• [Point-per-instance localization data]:
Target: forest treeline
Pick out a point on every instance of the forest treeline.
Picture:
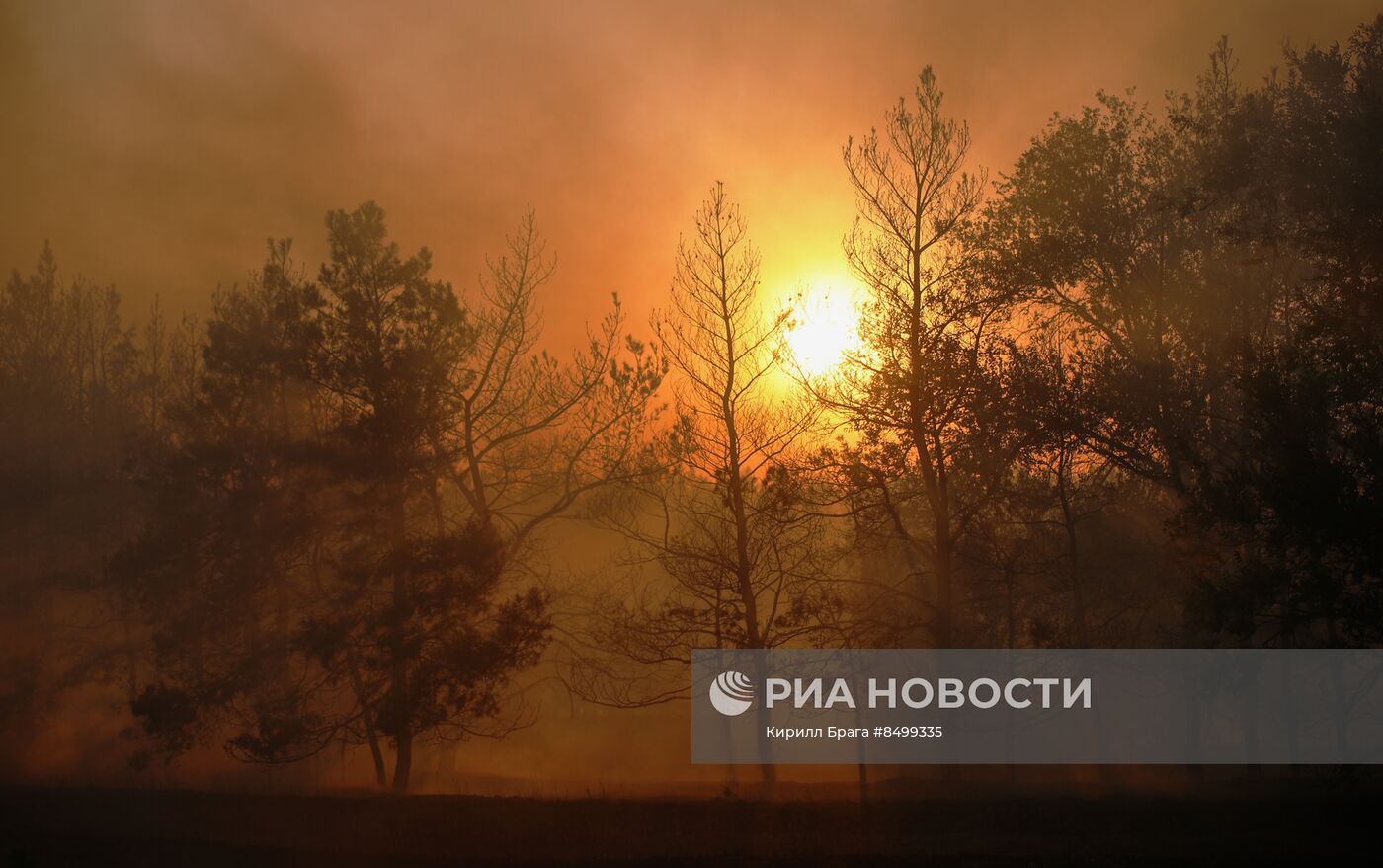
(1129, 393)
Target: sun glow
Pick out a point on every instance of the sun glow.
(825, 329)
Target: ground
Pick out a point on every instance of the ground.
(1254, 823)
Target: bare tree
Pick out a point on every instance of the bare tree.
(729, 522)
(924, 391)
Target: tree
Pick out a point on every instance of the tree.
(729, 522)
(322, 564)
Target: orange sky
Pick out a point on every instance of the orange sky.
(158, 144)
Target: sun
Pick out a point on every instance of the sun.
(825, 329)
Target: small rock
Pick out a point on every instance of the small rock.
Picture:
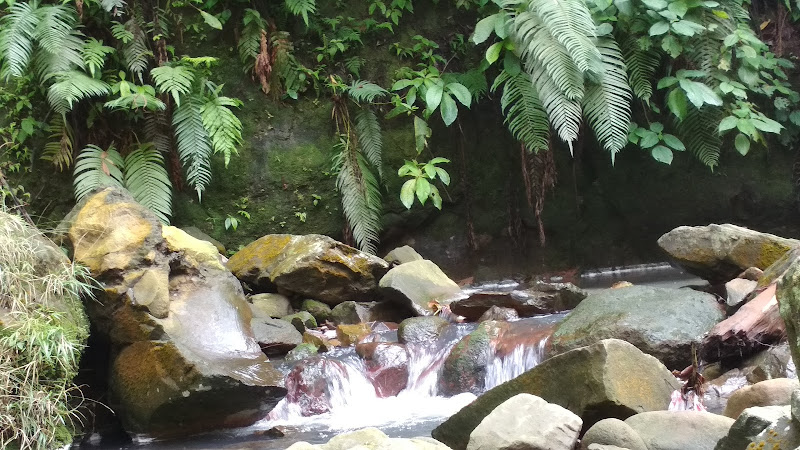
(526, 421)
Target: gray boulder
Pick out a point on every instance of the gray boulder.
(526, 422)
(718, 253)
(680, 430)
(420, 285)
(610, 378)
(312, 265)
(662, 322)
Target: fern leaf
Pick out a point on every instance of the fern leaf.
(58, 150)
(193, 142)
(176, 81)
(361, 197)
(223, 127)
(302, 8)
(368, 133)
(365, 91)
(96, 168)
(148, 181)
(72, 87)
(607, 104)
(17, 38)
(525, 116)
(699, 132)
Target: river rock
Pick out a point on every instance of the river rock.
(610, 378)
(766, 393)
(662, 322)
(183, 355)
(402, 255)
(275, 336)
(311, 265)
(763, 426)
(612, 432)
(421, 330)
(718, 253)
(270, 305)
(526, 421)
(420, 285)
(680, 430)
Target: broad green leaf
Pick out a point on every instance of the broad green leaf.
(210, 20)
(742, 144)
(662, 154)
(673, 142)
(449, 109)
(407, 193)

• [WHAT IS NEEDED]: Begin at the line in the entries above that has "Target: small rock", stop after the line that has "Target: fern leaf", and output exactly those lines without pictures.

• [ANSWER TO THE EXERCISE]:
Target: small rock
Pick out a point on every instance of the small rock.
Picture:
(526, 421)
Target: gray boulder
Pick out a point on every instance of the gray boulder.
(526, 422)
(718, 253)
(680, 430)
(420, 285)
(610, 378)
(312, 265)
(662, 322)
Target: fern leaf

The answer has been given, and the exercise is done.